----- Texte d'étude -----

En 2015, l'âge médian des personnes vivant en France avec le VIH (PVVIH) était de 49,7 ans, selon les données combinées des cohortes nationales Aquitaine, ANRS CO3, et de la FHDH ANRS CO4. Grâce aux progrès des traitements antirétroviraux, les patients ont désormais le temps de vieillir, mais dans quel état de santé général ?
« Le vieillissement pèse beaucoup sur ces patients. Les cancers, la BPCO et les pathologies cardiovasculaires sont des comorbidités bien plus nombreuses que dans la population générale », analyse Franck Barbier, responsable santé de l'association AIDES. Et pour cause : le vieillissement de la population séropositive s'accompagne de la présence de plusieurs facteurs de risque, notamment cardiovasculaires. Selon les données de juillet 2017 de la cohorte, un tabagisme actif est rapporté chez 43,2 % des sujets, contre seulement un tiers des individus dans la population générale, une hypertension artérielle est présente chez 47,9 % des sujets (dont seulement la moitié est traitée) et une dyslipidémie (traduite par un taux de LDL-cholestérol supérieur à 160 mg/dL) chez 20,2 % des PVVIH. Lors de l'étude Vespa2, en 2013, une consommation alcoolique excessive concernait 16 % des personnes suivies, contre 7 % dans la population adulte générale selon l'OFDT.
Qu'en est-il de l'impact sur la santé cardiovasculaire ? En 2014, 11,1 % des PVVIH avaient déjà présenté au moins un évènement cardiovasculaire parmi lesquels une coronaropathie (6,5 %), un accident vasculaire cérébral (3,1 %), ou une artériopathie (4,6 %). Le risque de décès.......

----- Liste des données -----

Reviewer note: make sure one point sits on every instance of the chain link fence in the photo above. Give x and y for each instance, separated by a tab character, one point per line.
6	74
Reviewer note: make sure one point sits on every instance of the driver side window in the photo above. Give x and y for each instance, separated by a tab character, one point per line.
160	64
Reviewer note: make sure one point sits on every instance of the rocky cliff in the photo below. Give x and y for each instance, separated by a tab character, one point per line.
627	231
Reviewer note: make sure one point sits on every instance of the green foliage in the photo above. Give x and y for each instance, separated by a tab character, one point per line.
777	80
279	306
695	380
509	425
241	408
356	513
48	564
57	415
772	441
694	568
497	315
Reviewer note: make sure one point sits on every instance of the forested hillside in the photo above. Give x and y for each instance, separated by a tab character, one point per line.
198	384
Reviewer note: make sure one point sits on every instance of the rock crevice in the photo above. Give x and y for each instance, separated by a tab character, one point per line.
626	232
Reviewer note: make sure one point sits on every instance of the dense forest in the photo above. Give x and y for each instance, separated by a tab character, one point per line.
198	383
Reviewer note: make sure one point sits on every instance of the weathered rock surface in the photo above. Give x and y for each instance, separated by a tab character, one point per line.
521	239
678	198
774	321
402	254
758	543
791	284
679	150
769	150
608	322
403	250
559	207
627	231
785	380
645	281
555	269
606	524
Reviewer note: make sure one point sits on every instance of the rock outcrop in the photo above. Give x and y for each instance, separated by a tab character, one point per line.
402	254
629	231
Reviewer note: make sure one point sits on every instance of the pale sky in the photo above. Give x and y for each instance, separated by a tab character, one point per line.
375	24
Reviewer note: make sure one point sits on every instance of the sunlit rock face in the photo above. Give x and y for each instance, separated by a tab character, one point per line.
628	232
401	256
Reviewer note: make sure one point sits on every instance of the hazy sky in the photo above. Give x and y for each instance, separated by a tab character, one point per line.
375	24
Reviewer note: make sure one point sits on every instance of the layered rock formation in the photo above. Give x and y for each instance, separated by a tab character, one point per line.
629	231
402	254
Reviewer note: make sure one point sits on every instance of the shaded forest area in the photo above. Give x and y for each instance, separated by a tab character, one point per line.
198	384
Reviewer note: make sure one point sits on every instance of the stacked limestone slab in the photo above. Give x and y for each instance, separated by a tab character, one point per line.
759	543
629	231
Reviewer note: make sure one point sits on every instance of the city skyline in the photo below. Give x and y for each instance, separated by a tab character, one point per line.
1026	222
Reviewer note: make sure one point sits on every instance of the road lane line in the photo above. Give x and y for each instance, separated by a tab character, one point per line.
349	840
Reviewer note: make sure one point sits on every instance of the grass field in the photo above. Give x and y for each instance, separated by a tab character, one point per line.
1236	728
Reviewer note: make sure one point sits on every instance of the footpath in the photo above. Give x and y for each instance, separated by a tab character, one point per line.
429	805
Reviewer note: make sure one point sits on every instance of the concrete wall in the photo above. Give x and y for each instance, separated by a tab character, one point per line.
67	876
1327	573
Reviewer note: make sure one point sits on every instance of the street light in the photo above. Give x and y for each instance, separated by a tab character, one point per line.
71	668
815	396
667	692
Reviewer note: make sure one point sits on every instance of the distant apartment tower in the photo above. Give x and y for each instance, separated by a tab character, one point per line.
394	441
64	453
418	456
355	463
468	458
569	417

-----

■ Activité: Recopiez sans rien changer le passage du texte sur le vieillissement des personnes vivant avec le VIH qui va de « En 2015, l'âge » jusqu'à « santé général ? ».

■ Réponse attendue:
En 2015, l'âge médian des personnes vivant en France avec le VIH (PVVIH) était de 49,7 ans, selon les données combinées des cohortes nationales Aquitaine, ANRS CO3, et de la FHDH ANRS CO4. Grâce aux progrès des traitements antirétroviraux, les patients ont désormais le temps de vieillir, mais dans quel état de santé général ?